▶ **TEXTE DU DOCUMENT**:
Vingt-sept mois plus tard, Madrid donne l’ordre d’arrêter les frais. Les GAL ont pleinement réussi leurs missions. La plus grande confusion règne dans les structures militaires d’ETA, qui doit en partie renoncer à ses actions terroristes en Espagne. Mais surtout, l’État français à compris le message. Le nouveau gouvernement de droite de cohabitation de Jacques Chirac reprend la collaboration policière et juridique avec Madrid. Il inaugure une « procédure d’urgence absolue » permettant de livrer à la police espagnole près de 200 réfugiés basques, dont certains des chefs militaires de l’organisation clandestine présente en France. Felipe Gonzalez en rêvait, les GAL l’ont fait…
Épilogue judiciaire : les caves se rebiffent
Mais ce que n’avaient pas prévu les sociaux-démocrates, c’est que le dossier des GAL serait une bombe politique à retardement.
Lors de la clôture de l’opération, Madrid était bien décidé à se débarrasser de l’encombrante organisation le plus proprement possible. Si certains hommes de mains étaient déjà en prison en France, il fallait trouver un idiot utile pour endosser le rôle du cerveau de l’affaire. On trouva dans le gaffeur Amedo le pigeon idéal. Celui-ci renâclant à déposer les armes avec ses équipes, on monta un coup médiatique réveillant le cynisme et l’absence de scrupules de nos bons démocrates. Deux journalistes madrilènes furent ainsi complaisamment menés à un cache d’armes des GAL et y découvrirent des documents compromettant le policier de Bilbao.
En 1988, une procédure ouverte par l’État espagnol conduira à l’emprisonnement et à la condamnation à 108 ans et 3 mois de prison du commissaire Amedo et de son adjoint, l’inspecteur Dominguez, pour participation au GAL. Six ans plus tard, en 1994, ils bénéficient d’un régime ouvert puis d’une liberté conditionnelle. Le 16 décembre 1994, menacés d’une nouvelle inculpation et privés d’une pension prélevée sur les fonds du gouvernement espagnol, ils « se mettent à table » et impliquent leurs supérieurs hiérarchiques.
- Michel Dominguez (à g.) et Jose Almedo
Il s’ensuit une série d’inculpations touchant les sommets de l’État jusqu’au ministre de l’Intérieur de l’époque, José Barrionuevo. Le président du gouvernement, Felipe Gonzalez lui-même, est mis en cause. Amedo et Dominguez mettent aussi en cause des policiers français.

▶ **Données d'étiquetage de lieux**:

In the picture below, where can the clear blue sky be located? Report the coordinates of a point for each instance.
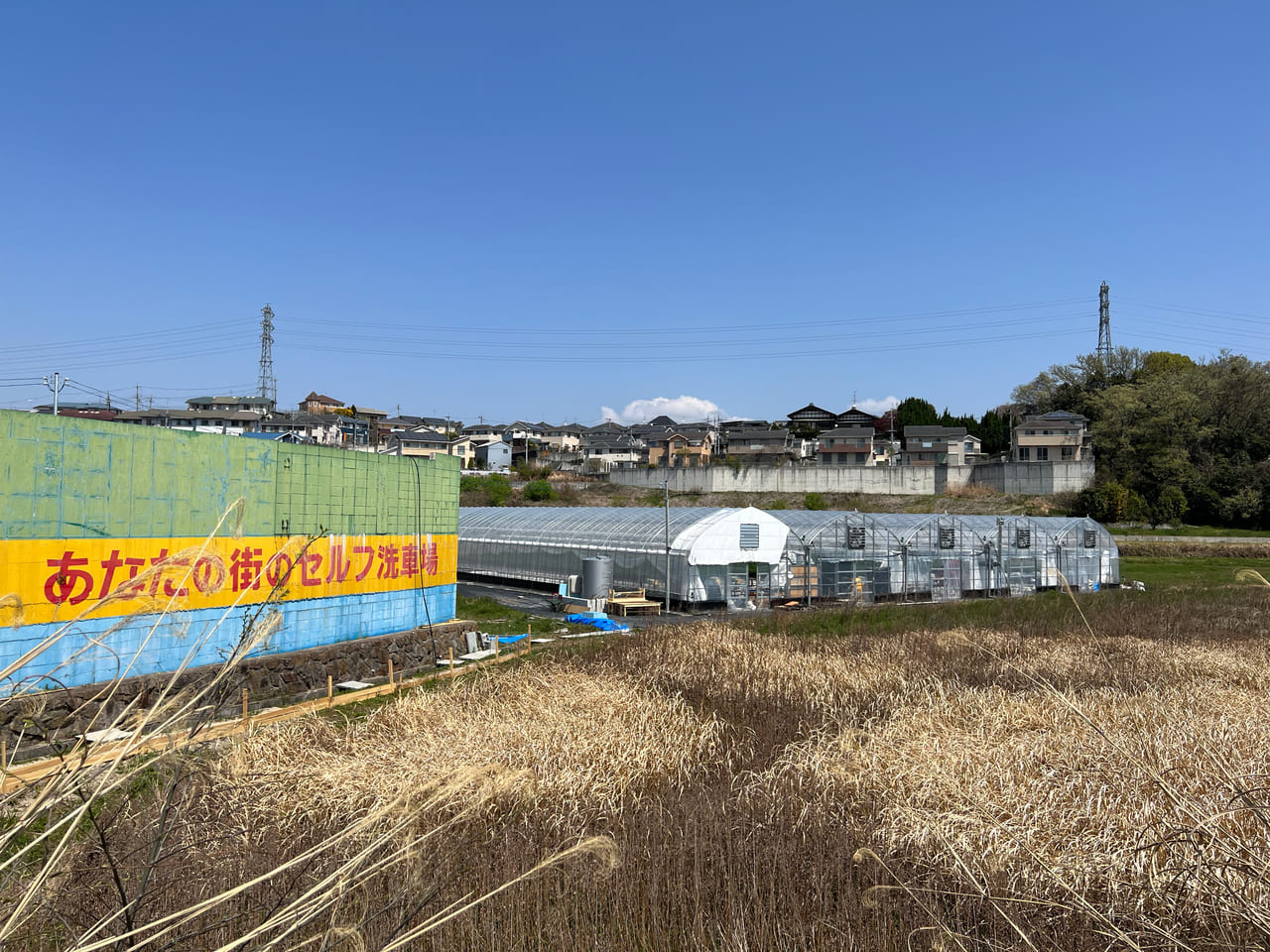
(545, 209)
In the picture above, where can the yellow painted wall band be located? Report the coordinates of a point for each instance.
(60, 579)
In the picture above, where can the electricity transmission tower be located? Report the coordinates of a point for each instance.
(1105, 324)
(268, 382)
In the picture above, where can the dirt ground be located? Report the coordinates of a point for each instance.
(971, 500)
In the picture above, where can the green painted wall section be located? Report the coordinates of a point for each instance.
(64, 477)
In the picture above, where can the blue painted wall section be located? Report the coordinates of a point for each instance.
(76, 485)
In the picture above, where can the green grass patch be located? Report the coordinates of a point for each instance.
(1188, 571)
(1192, 531)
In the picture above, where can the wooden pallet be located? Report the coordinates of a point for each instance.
(631, 603)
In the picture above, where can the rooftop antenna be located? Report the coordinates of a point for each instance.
(268, 382)
(1105, 324)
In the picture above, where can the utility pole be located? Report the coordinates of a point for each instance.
(1105, 325)
(56, 385)
(666, 488)
(268, 382)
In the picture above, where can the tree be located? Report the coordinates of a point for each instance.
(915, 412)
(498, 490)
(538, 492)
(1170, 507)
(993, 431)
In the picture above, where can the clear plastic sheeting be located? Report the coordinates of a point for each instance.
(861, 556)
(749, 558)
(733, 556)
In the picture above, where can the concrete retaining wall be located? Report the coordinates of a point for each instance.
(1007, 477)
(59, 716)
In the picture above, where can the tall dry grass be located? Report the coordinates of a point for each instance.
(585, 744)
(157, 852)
(824, 785)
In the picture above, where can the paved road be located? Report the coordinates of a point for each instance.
(538, 603)
(1222, 539)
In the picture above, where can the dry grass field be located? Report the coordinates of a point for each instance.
(994, 774)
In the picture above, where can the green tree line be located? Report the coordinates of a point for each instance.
(1173, 436)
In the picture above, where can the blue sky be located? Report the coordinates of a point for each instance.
(570, 211)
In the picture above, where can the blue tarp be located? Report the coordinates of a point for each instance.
(602, 624)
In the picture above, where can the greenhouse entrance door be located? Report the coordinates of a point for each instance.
(947, 580)
(1020, 574)
(748, 584)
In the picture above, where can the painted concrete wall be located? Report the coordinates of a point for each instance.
(104, 537)
(1026, 479)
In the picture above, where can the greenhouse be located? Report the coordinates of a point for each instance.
(940, 556)
(748, 557)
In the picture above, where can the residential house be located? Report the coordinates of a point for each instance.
(252, 404)
(812, 419)
(760, 445)
(417, 442)
(680, 448)
(855, 416)
(1055, 436)
(85, 412)
(493, 456)
(603, 452)
(847, 445)
(566, 436)
(227, 421)
(320, 404)
(525, 439)
(321, 429)
(940, 445)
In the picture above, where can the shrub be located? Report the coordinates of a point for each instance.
(498, 489)
(1170, 507)
(538, 492)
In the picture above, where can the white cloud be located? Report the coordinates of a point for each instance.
(878, 407)
(681, 409)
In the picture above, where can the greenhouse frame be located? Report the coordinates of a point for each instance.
(748, 557)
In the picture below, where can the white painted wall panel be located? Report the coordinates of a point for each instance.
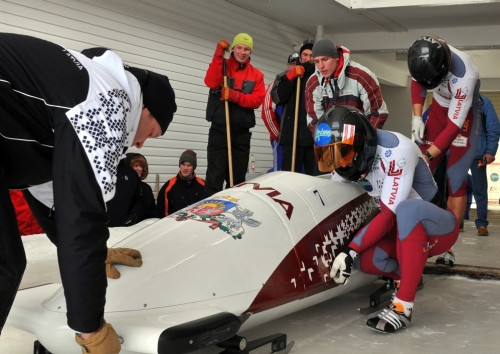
(173, 37)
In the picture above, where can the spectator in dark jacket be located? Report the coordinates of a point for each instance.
(182, 190)
(134, 200)
(67, 117)
(284, 93)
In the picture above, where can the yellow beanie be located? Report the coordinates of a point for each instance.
(243, 38)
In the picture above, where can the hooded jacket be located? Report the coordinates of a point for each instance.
(353, 85)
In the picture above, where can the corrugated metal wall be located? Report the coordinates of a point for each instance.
(173, 37)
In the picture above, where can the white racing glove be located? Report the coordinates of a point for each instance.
(342, 267)
(417, 128)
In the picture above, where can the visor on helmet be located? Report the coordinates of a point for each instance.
(336, 155)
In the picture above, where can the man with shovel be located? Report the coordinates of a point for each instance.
(288, 91)
(236, 90)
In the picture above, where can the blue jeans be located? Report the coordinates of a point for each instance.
(480, 191)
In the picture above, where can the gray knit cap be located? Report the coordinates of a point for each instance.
(325, 48)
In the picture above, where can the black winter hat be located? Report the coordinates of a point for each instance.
(188, 156)
(157, 95)
(293, 58)
(325, 48)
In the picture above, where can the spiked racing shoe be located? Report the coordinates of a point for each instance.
(391, 319)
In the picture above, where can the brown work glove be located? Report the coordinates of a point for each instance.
(104, 341)
(125, 256)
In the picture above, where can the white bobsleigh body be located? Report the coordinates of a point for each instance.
(246, 255)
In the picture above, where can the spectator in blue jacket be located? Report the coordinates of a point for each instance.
(487, 146)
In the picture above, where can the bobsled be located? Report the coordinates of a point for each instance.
(244, 256)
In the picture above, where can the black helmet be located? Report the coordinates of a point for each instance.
(429, 61)
(345, 141)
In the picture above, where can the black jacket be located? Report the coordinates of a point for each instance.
(284, 94)
(180, 194)
(65, 118)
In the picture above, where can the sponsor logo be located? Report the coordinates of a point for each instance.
(73, 59)
(428, 246)
(392, 168)
(323, 134)
(460, 141)
(394, 190)
(460, 96)
(220, 212)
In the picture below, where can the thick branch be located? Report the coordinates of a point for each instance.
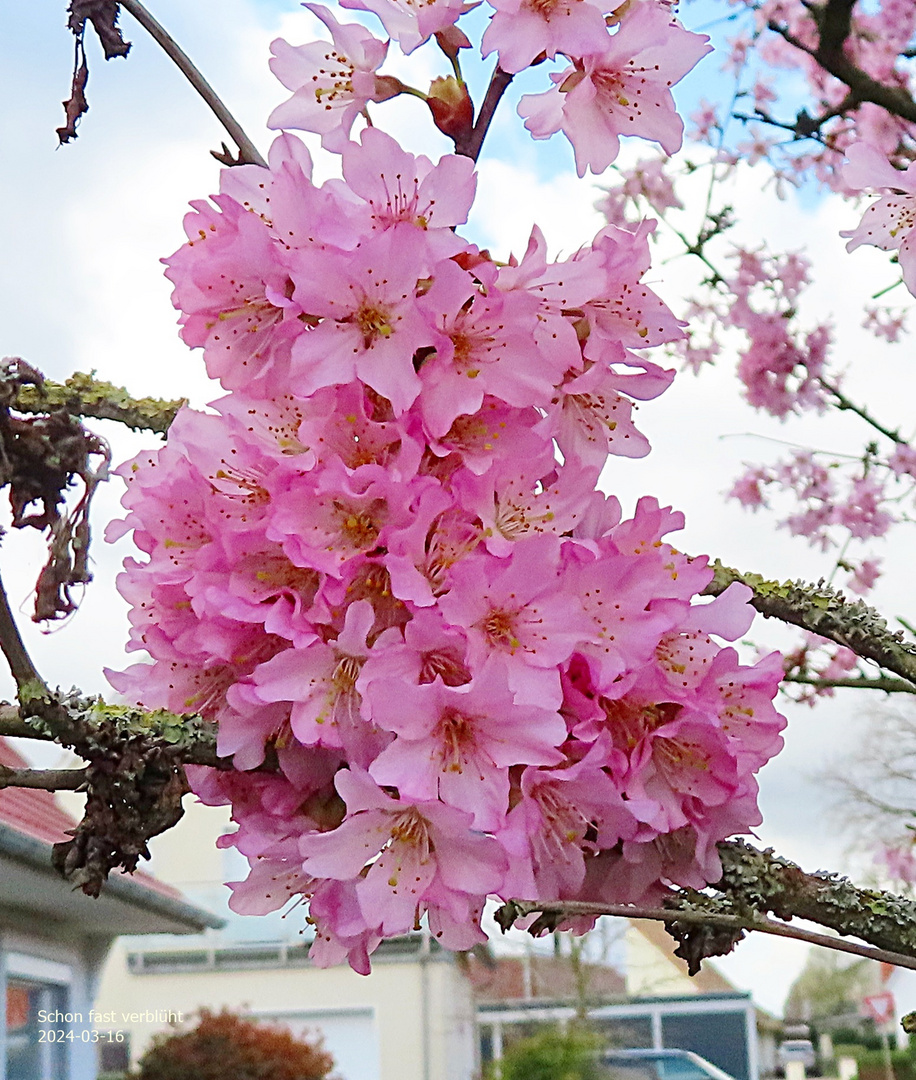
(834, 21)
(85, 395)
(753, 886)
(49, 780)
(765, 882)
(247, 151)
(703, 918)
(822, 610)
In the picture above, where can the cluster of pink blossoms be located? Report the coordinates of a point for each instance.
(445, 667)
(622, 65)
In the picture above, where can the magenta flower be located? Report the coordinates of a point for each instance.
(371, 325)
(331, 82)
(458, 743)
(624, 90)
(412, 22)
(522, 29)
(889, 223)
(420, 855)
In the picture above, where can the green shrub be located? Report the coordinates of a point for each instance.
(226, 1047)
(552, 1055)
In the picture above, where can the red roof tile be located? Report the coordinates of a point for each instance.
(35, 812)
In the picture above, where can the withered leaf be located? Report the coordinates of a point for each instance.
(76, 104)
(103, 14)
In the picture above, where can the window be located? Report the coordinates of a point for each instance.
(36, 1021)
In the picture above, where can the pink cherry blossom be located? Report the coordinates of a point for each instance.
(623, 90)
(889, 223)
(332, 82)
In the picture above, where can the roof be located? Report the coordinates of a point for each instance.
(542, 977)
(31, 822)
(31, 810)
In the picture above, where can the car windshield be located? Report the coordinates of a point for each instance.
(660, 1067)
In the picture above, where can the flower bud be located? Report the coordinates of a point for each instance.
(453, 110)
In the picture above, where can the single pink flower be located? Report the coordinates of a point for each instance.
(331, 82)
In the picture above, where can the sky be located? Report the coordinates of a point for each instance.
(83, 228)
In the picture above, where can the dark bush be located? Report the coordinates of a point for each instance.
(226, 1047)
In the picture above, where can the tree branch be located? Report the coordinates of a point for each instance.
(49, 780)
(701, 918)
(470, 147)
(765, 882)
(27, 678)
(754, 885)
(845, 405)
(834, 22)
(823, 610)
(861, 683)
(247, 151)
(84, 395)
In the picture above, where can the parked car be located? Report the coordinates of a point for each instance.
(659, 1065)
(796, 1050)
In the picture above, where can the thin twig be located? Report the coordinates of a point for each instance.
(12, 725)
(845, 405)
(759, 923)
(470, 147)
(862, 683)
(247, 151)
(11, 643)
(49, 780)
(834, 22)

▶ **CONSIGNE A**: Recopiez le passage du texte sur les GAL compris entre « En 1988, une » et « leurs supérieurs hiérarchiques. », bornes incluses.
▶ **CONSIGNE B**:
D'après le texte sur les GAL :
(i) Combien de réfugiés basques la « procédure d'urgence absolue » permettait-elle de livrer à la police espagnole ?
(ii) À quelle peine de prison le commissaire Amedo et l'inspecteur Dominguez sont-ils condamnés ?
(iii) Quel ministre de l'Intérieur de l'époque est atteint par la série d'inculpations ?
Les données constituent un matériau à part, indépendant du texte.

▶ **RÉPONSE COMPLÈTE A**:
En 1988, une procédure ouverte par l’État espagnol conduira à l’emprisonnement et à la condamnation à 108 ans et 3 mois de prison du commissaire Amedo et de son adjoint, l’inspecteur Dominguez, pour participation au GAL. Six ans plus tard, en 1994, ils bénéficient d’un régime ouvert puis d’une liberté conditionnelle. Le 16 décembre 1994, menacés d’une nouvelle inculpation et privés d’une pension prélevée sur les fonds du gouvernement espagnol, ils « se mettent à table » et impliquent leurs supérieurs hiérarchiques.

▶ **RÉPONSE COMPLÈTE B**:
(i) Près de 200.
(ii) 108 ans et 3 mois de prison.
(iii) José Barrionuevo.